EXERCISE OBJECTIVE: The entries below are to be duplicated exactly, with nothing left out.

(Stored entries)
↓

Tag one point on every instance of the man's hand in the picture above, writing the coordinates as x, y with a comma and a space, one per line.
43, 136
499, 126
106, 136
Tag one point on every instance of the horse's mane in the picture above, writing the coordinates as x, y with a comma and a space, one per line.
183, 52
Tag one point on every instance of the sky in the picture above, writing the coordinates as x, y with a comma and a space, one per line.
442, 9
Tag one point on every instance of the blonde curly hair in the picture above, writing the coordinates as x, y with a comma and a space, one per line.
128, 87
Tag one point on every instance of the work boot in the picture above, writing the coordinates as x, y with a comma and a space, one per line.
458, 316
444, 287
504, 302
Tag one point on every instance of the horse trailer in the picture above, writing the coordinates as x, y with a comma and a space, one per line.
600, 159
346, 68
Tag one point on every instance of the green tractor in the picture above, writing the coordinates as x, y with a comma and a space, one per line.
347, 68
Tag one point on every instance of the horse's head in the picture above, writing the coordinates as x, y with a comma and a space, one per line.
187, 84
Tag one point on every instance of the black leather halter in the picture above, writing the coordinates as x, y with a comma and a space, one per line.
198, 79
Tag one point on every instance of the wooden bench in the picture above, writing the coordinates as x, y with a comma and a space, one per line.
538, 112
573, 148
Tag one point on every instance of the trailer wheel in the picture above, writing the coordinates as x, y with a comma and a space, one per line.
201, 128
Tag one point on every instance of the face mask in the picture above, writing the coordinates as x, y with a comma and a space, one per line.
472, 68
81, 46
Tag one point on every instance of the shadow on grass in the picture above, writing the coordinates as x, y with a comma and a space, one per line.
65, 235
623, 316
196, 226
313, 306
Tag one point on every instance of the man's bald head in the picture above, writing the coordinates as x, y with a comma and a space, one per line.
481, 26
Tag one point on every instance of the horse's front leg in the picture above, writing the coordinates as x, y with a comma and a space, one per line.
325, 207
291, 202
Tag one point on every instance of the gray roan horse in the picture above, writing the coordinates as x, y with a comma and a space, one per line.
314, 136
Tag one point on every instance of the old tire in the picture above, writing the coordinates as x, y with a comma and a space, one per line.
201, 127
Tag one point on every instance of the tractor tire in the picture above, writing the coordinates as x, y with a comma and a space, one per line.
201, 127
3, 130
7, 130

↑

RESULT:
Tag one point on every instance of the man's hand in the picture above, writing the coordinates as x, y with a comma and a space, one per line.
43, 136
499, 126
106, 136
Tag one point on every instance of the horse's mane in the picture above, writing the coordinates as x, y with a comma and a space, one per line.
183, 52
Tag one point on every instance of the sky in the picture above, writing the coordinates as x, y with a comma and a space, one per line.
442, 9
Tag one point on every instance of the blonde curly hair in the picture above, writing the coordinates as x, y with a comma and a space, one per line.
128, 87
Tag one point on every instance of the work boot in the picture above, writing the coordinates as x, y with a comma and a space, one per line.
458, 316
444, 287
504, 302
Tag one point on every instance of the horse trailer in the picture above, writing the coordinates as x, y with a comma and a space, one per line.
600, 159
346, 68
Tag one point on every instance of the green tractor in the picture above, writing the coordinates as x, y with a comma and a space, one per line.
347, 68
Tag one point on every instance of the horse's head in the picture above, writing the coordinates as x, y with a comma and a space, one per line.
187, 84
Tag one point on every instance of the black leather halter in the picture above, writing the coordinates as x, y with a comma and a space, one per line.
198, 79
Tag one point on every instance of the wooden bench in the picture above, writing the coordinates as x, y with a comma and a space, one per line.
538, 112
573, 148
Tag one point on every instance of the trailer wheel in the picture above, writing the coordinates as x, y with a comma and a space, one per line.
201, 128
Tag one point on every instance of the face mask in the picture above, writing the coordinates as x, y with a comma and a space, one per line.
472, 68
81, 46
Tag one point on every instance of the shadow on grass in the picture above, writing the coordinates as x, y with a comma and a space, one per line.
65, 235
623, 316
196, 226
313, 306
Tag one point on every instance of the man's bald head in the picture above, writing the coordinates as x, y with a comma and a space, one per line.
481, 26
Tag one point on every instance of the horse's front leg in the picture above, writing the coordinates as x, y with a comma and a space, one per line.
325, 207
291, 202
Tag one point on every instance of the gray roan horse in the picture above, writing the coordinates as x, y with a comma and a space, one per line.
314, 136
Tag one point on every instance of the old tire in the picture above, writing the coordinates as x, y with a comma and a space, one per line.
201, 127
Tag one point on every instance of the tractor tire in the picture above, writing the coordinates as x, y with a comma and a space, one per line.
201, 127
3, 130
7, 130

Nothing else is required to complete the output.